** Supplied material follows **

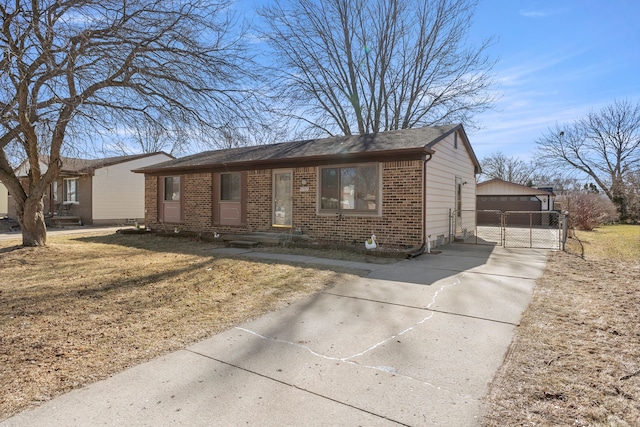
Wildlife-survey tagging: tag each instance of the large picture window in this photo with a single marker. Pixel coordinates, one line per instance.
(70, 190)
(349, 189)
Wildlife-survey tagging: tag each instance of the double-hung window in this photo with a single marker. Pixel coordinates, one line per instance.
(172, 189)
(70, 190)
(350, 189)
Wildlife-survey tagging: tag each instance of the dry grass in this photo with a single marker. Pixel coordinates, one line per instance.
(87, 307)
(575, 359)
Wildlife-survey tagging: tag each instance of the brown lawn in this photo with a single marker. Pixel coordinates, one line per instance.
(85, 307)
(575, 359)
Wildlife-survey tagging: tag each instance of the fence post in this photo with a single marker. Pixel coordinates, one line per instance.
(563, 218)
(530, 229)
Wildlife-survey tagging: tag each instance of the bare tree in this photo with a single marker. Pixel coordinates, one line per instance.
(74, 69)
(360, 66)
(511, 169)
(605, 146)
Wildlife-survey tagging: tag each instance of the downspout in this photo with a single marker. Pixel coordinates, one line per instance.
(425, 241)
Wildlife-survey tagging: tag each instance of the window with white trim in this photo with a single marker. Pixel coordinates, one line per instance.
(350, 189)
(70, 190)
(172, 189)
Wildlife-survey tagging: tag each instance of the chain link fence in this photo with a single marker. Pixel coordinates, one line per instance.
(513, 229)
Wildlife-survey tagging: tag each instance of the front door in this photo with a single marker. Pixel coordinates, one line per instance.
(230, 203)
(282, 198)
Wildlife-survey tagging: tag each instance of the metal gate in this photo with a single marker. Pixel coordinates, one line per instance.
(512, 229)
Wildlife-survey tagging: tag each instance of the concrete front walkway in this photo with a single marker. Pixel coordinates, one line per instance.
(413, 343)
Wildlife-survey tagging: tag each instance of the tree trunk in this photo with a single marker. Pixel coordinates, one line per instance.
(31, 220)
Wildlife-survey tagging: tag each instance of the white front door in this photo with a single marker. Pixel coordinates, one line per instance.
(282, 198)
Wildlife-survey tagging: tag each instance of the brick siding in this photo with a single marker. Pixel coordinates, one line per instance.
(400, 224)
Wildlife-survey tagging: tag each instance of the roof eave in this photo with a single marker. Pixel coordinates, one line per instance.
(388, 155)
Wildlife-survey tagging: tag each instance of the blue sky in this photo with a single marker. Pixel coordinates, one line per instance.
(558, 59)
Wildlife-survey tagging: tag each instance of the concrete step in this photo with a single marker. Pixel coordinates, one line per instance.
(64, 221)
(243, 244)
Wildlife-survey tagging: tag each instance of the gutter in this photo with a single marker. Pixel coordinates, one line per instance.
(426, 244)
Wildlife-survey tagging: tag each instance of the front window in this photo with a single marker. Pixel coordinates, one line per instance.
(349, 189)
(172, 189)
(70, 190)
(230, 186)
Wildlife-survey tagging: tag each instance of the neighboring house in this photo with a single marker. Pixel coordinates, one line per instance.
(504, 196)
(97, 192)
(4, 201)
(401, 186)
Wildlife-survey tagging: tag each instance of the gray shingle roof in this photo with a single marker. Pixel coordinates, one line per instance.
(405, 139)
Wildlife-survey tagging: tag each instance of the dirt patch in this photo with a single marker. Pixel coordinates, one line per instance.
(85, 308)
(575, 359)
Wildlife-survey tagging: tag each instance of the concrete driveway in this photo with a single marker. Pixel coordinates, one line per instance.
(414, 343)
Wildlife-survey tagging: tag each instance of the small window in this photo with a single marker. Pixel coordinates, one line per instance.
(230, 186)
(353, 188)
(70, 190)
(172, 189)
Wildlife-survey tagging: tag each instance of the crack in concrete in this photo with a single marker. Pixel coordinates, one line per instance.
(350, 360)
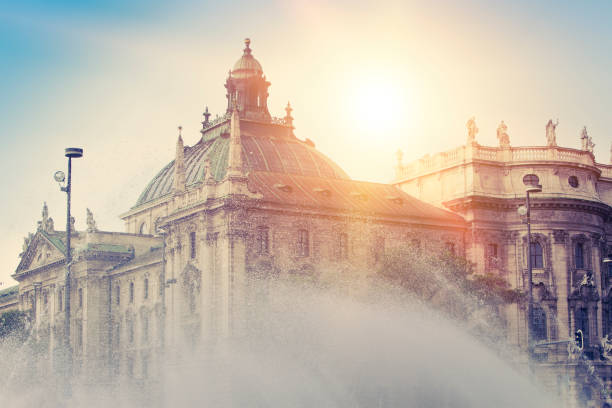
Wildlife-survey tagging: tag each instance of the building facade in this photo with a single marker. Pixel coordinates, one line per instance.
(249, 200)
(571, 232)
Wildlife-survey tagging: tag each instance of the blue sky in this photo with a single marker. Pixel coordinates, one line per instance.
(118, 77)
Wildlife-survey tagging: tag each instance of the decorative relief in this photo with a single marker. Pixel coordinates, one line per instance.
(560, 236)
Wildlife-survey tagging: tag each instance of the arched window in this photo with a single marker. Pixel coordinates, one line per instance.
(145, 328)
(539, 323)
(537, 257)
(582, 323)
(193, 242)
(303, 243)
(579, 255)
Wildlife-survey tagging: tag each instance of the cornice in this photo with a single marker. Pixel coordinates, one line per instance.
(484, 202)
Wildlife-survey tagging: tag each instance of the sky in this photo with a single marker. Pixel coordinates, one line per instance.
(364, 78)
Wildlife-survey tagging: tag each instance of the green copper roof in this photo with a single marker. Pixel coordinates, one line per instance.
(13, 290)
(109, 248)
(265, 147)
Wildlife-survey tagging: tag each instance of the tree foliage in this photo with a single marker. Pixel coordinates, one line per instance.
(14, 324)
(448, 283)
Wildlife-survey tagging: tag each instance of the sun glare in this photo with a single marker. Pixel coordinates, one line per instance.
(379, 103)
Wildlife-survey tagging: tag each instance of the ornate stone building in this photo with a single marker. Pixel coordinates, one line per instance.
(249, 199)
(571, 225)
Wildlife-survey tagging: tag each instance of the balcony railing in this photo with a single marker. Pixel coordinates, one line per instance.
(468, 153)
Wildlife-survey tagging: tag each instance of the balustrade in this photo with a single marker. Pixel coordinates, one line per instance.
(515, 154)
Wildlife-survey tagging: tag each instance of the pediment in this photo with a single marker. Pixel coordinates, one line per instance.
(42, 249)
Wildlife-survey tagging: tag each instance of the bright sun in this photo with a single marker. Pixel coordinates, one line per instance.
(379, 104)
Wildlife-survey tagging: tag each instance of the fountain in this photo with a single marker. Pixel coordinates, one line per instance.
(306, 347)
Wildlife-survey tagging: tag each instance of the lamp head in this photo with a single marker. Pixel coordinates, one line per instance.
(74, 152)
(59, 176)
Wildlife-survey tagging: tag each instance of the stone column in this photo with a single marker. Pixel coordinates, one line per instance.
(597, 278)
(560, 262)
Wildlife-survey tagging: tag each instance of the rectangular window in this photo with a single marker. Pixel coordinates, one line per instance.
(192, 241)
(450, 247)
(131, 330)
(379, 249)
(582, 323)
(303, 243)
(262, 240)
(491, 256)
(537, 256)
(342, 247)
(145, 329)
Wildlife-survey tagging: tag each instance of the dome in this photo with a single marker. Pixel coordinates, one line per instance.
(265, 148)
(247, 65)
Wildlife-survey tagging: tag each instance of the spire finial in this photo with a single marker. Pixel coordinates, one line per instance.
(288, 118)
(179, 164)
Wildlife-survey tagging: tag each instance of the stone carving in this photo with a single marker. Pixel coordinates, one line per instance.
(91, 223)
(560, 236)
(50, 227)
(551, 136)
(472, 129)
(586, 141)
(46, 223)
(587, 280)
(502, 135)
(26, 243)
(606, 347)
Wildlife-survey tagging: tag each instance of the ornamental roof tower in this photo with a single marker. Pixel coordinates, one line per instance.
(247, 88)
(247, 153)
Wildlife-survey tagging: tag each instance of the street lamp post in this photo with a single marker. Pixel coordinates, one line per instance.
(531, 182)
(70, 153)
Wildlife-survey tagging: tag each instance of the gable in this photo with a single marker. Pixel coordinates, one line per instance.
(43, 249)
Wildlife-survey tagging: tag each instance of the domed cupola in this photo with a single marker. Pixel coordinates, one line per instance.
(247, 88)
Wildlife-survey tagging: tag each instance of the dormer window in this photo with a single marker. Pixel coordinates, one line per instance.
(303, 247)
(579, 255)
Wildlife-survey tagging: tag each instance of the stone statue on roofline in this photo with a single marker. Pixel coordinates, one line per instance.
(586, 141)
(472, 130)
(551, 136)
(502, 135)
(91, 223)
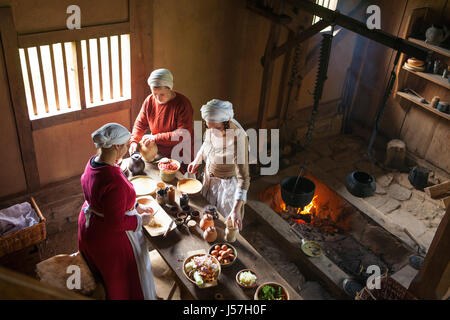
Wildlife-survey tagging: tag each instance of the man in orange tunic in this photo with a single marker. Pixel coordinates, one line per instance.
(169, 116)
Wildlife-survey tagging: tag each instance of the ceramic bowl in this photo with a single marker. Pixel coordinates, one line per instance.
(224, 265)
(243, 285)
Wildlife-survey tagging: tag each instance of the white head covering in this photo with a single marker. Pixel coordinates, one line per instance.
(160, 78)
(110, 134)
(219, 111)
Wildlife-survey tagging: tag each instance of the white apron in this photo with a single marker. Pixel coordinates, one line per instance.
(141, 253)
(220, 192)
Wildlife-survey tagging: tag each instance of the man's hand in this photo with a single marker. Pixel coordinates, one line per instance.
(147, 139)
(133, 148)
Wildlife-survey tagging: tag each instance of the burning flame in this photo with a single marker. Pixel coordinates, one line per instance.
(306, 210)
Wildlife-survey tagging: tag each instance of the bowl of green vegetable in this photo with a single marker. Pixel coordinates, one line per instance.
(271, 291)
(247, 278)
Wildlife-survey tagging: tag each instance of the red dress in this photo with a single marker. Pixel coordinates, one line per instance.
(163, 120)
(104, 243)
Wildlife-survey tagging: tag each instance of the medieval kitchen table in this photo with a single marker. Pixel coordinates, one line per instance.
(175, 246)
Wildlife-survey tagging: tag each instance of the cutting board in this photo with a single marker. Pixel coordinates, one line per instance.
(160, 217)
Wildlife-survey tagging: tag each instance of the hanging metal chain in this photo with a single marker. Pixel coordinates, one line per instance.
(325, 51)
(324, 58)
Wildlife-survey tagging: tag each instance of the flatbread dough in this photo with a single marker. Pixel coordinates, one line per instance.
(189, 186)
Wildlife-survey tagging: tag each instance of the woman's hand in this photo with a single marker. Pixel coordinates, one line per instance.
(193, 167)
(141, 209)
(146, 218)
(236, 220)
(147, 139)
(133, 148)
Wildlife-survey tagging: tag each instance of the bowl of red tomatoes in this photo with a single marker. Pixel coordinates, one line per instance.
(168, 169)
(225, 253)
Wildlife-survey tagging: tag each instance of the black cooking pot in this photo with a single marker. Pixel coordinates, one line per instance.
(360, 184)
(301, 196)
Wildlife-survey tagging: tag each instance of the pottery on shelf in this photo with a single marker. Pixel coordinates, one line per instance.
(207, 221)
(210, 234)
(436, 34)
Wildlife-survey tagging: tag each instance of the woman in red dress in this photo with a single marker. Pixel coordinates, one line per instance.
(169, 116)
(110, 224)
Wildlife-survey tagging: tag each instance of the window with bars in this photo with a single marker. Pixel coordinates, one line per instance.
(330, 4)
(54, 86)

** End of Supplied material **

From the line that holds "Wildlife-survey tagging: tag each instance of the flatbread" down to the last line of the material, copy every line exactly and add nothing.

• _Solution to the exercise_:
Wildlife-survey tagging: tag each instance of the flatbread dough in this photo with a single marker. Pixel coordinates, one line per instance.
(189, 186)
Wildlife-survey tagging: tag each instance of the woman's hand in this photo with a single marker. Pixel coordinates, one line per instance.
(193, 167)
(141, 209)
(146, 218)
(236, 220)
(147, 139)
(133, 148)
Wildlife-survey tagging: tag each instance of the bowl of red tomatoes in this photo with a single marker. Pixel coordinates, one line per instance.
(168, 169)
(225, 253)
Wildlife-survey tagging: tag each instance of the black cooking pot in this photo with a single marker. Pixel coordinates, one line per instance.
(360, 184)
(301, 196)
Wildlife-survey tagging: tag each instance of the pottery on shelf in this photo with a single marker. Pixel coordinates, one line per instance.
(207, 221)
(210, 234)
(436, 34)
Wildlife-survey tagging: tag each instance of the woman in red dress in this photo with a single marker. Pixel coordinates, one line per instance.
(169, 116)
(110, 224)
Wildlife-survey tagging: tag each instance of the window with bars in this photo with a single marker. Pixel coordinates, one line per instance.
(330, 4)
(54, 86)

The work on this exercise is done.